▶ [WHAT YOU NEED TO DO]:
Reproduce the data from the line containing "Reviewer note: every instance of the van roof" through the end, with "blue street sign" substituted for every "blue road sign" and nothing else altered.
Start of DATA SECTION
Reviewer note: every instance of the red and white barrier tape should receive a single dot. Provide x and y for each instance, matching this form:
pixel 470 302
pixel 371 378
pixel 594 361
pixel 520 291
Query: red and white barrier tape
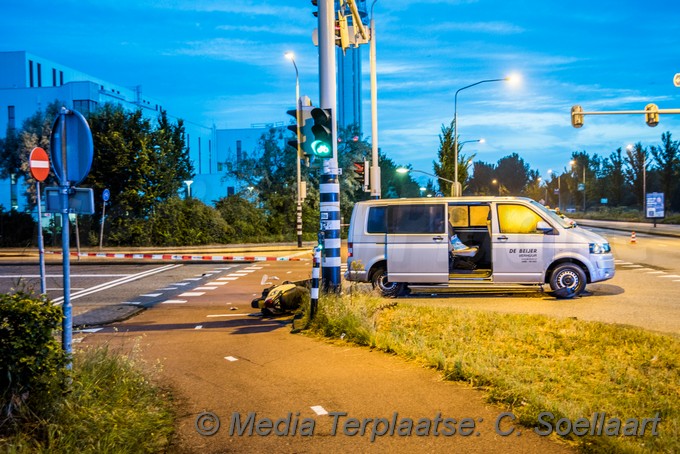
pixel 211 258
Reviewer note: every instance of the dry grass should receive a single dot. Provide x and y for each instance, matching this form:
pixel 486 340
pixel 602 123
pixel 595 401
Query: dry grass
pixel 530 363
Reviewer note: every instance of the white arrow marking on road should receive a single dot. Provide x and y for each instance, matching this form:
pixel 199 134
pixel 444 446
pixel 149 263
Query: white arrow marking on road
pixel 108 285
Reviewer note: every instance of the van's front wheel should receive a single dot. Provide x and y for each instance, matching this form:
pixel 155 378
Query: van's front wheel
pixel 386 287
pixel 568 280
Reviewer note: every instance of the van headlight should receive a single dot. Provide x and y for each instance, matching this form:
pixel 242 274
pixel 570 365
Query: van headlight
pixel 599 248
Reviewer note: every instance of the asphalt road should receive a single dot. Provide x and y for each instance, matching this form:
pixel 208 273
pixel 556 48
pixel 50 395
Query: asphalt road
pixel 225 363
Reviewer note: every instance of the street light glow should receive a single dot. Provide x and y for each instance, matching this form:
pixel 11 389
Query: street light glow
pixel 514 79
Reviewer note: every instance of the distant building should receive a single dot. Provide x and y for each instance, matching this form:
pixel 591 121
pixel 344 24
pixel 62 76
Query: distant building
pixel 29 83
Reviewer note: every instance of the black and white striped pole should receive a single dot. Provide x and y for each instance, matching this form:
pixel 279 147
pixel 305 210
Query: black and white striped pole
pixel 329 183
pixel 316 275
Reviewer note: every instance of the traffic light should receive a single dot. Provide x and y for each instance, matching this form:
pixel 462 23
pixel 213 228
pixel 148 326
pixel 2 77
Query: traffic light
pixel 323 133
pixel 361 171
pixel 341 32
pixel 652 115
pixel 576 116
pixel 305 136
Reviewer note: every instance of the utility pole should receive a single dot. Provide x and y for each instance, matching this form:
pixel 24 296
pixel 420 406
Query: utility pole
pixel 375 166
pixel 329 185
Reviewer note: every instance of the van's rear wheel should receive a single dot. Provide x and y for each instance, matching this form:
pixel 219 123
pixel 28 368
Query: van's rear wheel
pixel 386 287
pixel 568 280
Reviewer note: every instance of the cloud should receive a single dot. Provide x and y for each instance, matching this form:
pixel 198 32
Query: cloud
pixel 495 28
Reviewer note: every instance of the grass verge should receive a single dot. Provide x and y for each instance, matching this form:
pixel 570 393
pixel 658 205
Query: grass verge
pixel 530 363
pixel 111 407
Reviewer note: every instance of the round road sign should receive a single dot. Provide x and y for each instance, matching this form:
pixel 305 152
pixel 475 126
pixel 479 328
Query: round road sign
pixel 71 147
pixel 39 163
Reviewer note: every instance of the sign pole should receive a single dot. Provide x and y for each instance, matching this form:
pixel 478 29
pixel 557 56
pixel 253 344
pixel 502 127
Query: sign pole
pixel 41 245
pixel 105 198
pixel 72 157
pixel 67 323
pixel 39 163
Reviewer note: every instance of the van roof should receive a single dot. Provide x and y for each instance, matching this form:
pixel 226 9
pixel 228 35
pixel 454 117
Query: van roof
pixel 424 200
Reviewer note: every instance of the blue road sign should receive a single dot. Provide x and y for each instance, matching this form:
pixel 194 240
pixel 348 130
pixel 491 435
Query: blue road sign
pixel 71 147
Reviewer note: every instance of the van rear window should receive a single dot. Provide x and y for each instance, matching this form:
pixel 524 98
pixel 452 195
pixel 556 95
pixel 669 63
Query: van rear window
pixel 377 220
End of DATA SECTION
▶ [RESPONSE]:
Reviewer note: every instance of the van roof should receive a single dot. Provide x and y for each instance, matching this form:
pixel 226 9
pixel 228 35
pixel 454 117
Query: van roof
pixel 424 200
Reviewer note: every instance of the blue street sign should receive a single dot. Provide x and y for each instance, matching this form:
pixel 194 240
pixel 348 130
pixel 491 435
Query: blue street sign
pixel 71 147
Reviewer note: every instance of the van rear window should receive a single dot. Provide x and y for each instance, matching this form:
pixel 524 98
pixel 452 195
pixel 556 95
pixel 669 63
Query: van rear window
pixel 377 220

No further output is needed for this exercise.